→ TASK DESCRIPTION
Copy exactly, beginning with the line holding "Could you point out every instance of the boy in" and ending with the final line of the data beneath this task; copy nothing else, and leave out every picture.

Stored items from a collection
————

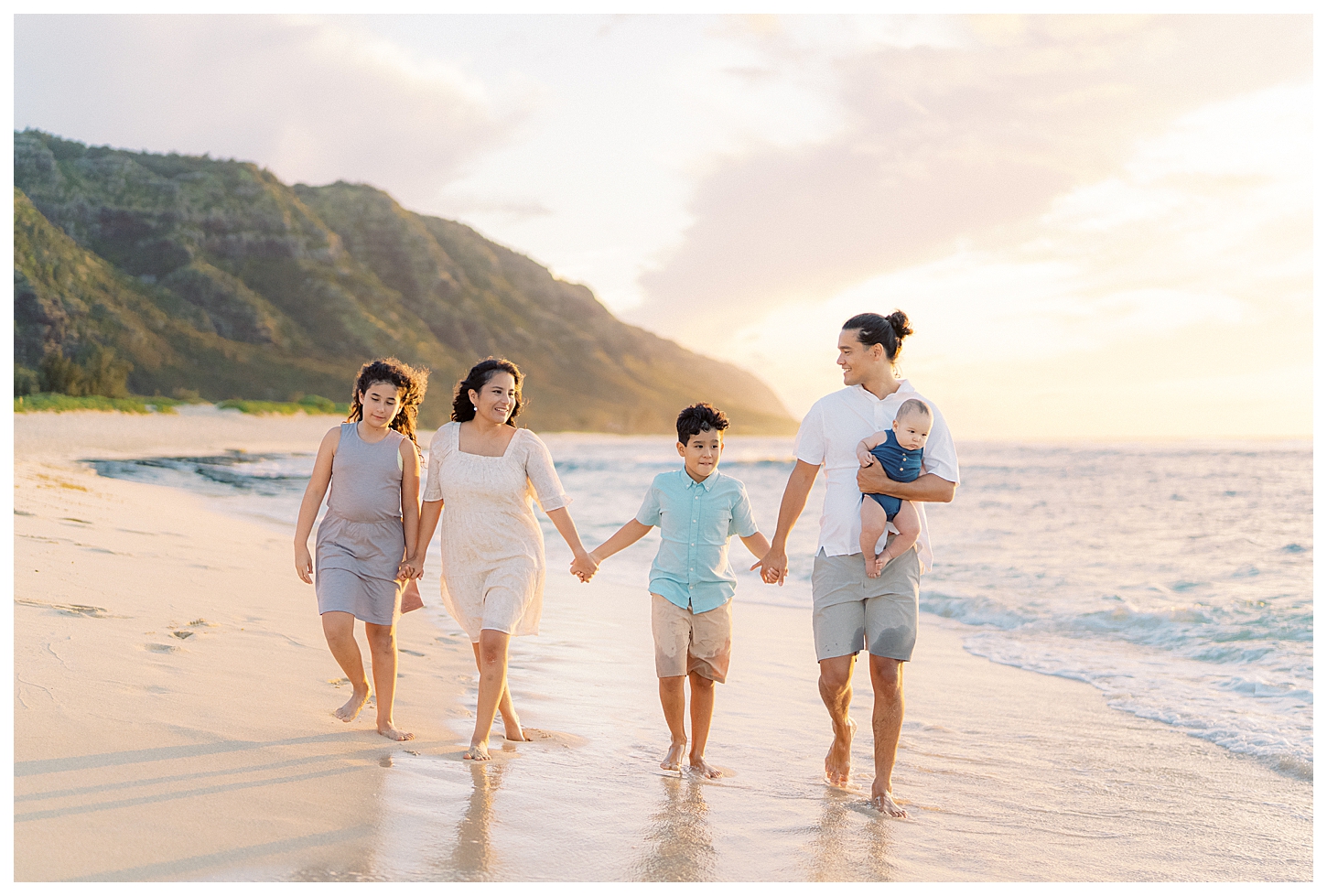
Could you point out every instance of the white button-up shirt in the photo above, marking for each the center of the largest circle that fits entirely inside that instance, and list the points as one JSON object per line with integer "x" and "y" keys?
{"x": 829, "y": 434}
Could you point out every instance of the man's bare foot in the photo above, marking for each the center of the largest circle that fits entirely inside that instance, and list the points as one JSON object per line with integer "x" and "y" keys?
{"x": 393, "y": 733}
{"x": 512, "y": 729}
{"x": 673, "y": 761}
{"x": 839, "y": 760}
{"x": 882, "y": 799}
{"x": 704, "y": 768}
{"x": 351, "y": 707}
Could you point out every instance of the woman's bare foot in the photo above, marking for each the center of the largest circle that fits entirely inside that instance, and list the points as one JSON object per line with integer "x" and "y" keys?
{"x": 839, "y": 760}
{"x": 512, "y": 730}
{"x": 351, "y": 707}
{"x": 882, "y": 799}
{"x": 393, "y": 733}
{"x": 704, "y": 768}
{"x": 673, "y": 761}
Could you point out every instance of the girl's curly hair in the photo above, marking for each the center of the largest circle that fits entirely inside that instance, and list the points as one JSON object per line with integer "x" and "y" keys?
{"x": 463, "y": 409}
{"x": 412, "y": 383}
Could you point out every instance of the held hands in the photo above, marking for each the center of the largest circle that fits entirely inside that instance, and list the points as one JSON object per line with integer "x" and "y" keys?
{"x": 304, "y": 563}
{"x": 774, "y": 567}
{"x": 584, "y": 566}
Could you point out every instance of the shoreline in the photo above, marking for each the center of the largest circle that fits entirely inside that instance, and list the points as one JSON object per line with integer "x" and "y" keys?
{"x": 173, "y": 721}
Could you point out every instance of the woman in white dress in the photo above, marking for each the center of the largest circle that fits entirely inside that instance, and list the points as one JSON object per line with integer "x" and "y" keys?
{"x": 486, "y": 471}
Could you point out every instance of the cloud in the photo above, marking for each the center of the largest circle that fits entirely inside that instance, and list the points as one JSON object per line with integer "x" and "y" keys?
{"x": 953, "y": 142}
{"x": 309, "y": 100}
{"x": 1152, "y": 301}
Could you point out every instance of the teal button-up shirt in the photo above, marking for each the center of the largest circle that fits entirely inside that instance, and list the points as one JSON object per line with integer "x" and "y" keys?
{"x": 696, "y": 522}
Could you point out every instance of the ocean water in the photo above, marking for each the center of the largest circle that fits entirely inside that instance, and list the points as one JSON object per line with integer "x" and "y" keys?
{"x": 1174, "y": 578}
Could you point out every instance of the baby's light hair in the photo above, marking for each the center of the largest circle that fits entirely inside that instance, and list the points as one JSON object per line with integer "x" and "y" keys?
{"x": 913, "y": 406}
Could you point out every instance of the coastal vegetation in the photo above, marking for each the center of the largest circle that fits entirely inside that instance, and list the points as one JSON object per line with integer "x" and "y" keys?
{"x": 141, "y": 274}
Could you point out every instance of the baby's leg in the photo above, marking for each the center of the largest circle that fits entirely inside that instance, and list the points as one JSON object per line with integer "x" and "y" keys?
{"x": 909, "y": 527}
{"x": 873, "y": 522}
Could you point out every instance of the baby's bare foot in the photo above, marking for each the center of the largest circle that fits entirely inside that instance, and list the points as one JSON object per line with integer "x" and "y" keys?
{"x": 673, "y": 761}
{"x": 704, "y": 768}
{"x": 351, "y": 710}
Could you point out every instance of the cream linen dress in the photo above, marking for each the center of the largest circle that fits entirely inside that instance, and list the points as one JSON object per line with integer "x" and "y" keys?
{"x": 492, "y": 550}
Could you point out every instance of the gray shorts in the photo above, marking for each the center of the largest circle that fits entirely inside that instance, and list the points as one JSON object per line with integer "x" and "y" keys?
{"x": 851, "y": 612}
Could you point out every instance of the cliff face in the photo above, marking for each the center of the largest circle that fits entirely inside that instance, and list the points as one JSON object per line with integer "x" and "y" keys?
{"x": 214, "y": 276}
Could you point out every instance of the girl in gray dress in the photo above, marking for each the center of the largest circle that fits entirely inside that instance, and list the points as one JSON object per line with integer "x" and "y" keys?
{"x": 372, "y": 465}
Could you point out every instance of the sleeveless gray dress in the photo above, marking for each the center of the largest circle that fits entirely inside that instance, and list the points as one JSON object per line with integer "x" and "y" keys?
{"x": 361, "y": 539}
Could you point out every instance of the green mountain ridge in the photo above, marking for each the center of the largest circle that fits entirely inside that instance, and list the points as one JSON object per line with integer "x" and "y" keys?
{"x": 176, "y": 275}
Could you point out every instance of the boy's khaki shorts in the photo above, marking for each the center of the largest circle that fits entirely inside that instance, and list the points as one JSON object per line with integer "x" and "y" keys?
{"x": 686, "y": 642}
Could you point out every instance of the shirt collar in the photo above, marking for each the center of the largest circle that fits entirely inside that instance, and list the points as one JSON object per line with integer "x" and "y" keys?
{"x": 904, "y": 386}
{"x": 707, "y": 482}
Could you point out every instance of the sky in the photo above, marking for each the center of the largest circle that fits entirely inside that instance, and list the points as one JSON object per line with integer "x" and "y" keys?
{"x": 1100, "y": 226}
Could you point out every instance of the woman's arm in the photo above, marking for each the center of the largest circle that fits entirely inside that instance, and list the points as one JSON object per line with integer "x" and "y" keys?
{"x": 774, "y": 565}
{"x": 313, "y": 494}
{"x": 409, "y": 503}
{"x": 873, "y": 480}
{"x": 583, "y": 560}
{"x": 427, "y": 524}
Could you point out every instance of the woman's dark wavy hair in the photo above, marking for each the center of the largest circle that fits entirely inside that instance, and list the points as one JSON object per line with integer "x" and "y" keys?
{"x": 412, "y": 383}
{"x": 873, "y": 329}
{"x": 463, "y": 409}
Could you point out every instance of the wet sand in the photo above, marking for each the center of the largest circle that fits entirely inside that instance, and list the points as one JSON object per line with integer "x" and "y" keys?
{"x": 173, "y": 722}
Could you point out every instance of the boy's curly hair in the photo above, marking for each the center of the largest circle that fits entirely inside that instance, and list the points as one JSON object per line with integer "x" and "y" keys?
{"x": 699, "y": 417}
{"x": 412, "y": 383}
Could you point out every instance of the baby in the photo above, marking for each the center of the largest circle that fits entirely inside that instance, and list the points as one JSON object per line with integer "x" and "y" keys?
{"x": 899, "y": 451}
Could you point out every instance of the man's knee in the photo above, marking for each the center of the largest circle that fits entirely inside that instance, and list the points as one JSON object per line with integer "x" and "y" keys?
{"x": 835, "y": 674}
{"x": 887, "y": 675}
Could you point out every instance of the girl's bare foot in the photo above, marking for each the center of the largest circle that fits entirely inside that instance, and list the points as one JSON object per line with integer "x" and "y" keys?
{"x": 351, "y": 707}
{"x": 704, "y": 768}
{"x": 673, "y": 761}
{"x": 393, "y": 733}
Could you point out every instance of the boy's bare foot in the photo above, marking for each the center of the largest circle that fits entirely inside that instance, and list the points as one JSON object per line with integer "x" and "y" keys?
{"x": 839, "y": 760}
{"x": 351, "y": 707}
{"x": 704, "y": 768}
{"x": 393, "y": 733}
{"x": 884, "y": 801}
{"x": 673, "y": 761}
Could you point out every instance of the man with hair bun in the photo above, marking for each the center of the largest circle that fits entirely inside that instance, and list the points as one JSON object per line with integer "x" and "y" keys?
{"x": 852, "y": 612}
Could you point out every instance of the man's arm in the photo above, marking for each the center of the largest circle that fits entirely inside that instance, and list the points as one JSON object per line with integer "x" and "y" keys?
{"x": 774, "y": 565}
{"x": 875, "y": 480}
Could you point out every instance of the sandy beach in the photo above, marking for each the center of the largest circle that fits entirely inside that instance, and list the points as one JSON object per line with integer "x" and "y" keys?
{"x": 174, "y": 696}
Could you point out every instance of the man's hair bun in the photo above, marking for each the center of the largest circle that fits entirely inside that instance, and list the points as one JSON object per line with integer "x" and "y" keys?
{"x": 899, "y": 320}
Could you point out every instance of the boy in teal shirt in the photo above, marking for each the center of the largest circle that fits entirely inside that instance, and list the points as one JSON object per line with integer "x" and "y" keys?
{"x": 698, "y": 510}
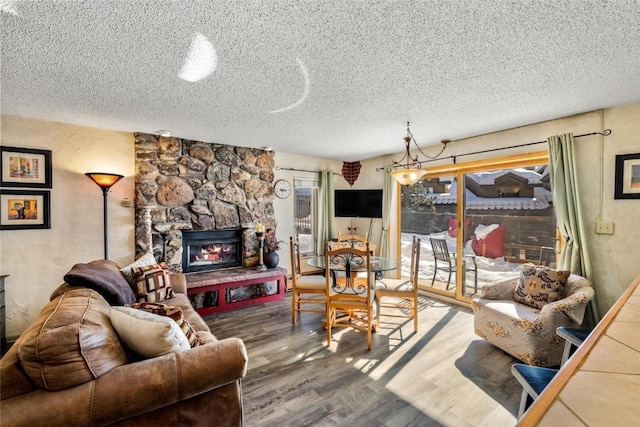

————

→ THE ANSWER
Could you point out every instance of the boy in teal shirt in the photo above, marking for each the center of the largest circle that fits entirely inside that instance, and list the points as one JSON object per line with integer "x" and "y" keys?
{"x": 698, "y": 510}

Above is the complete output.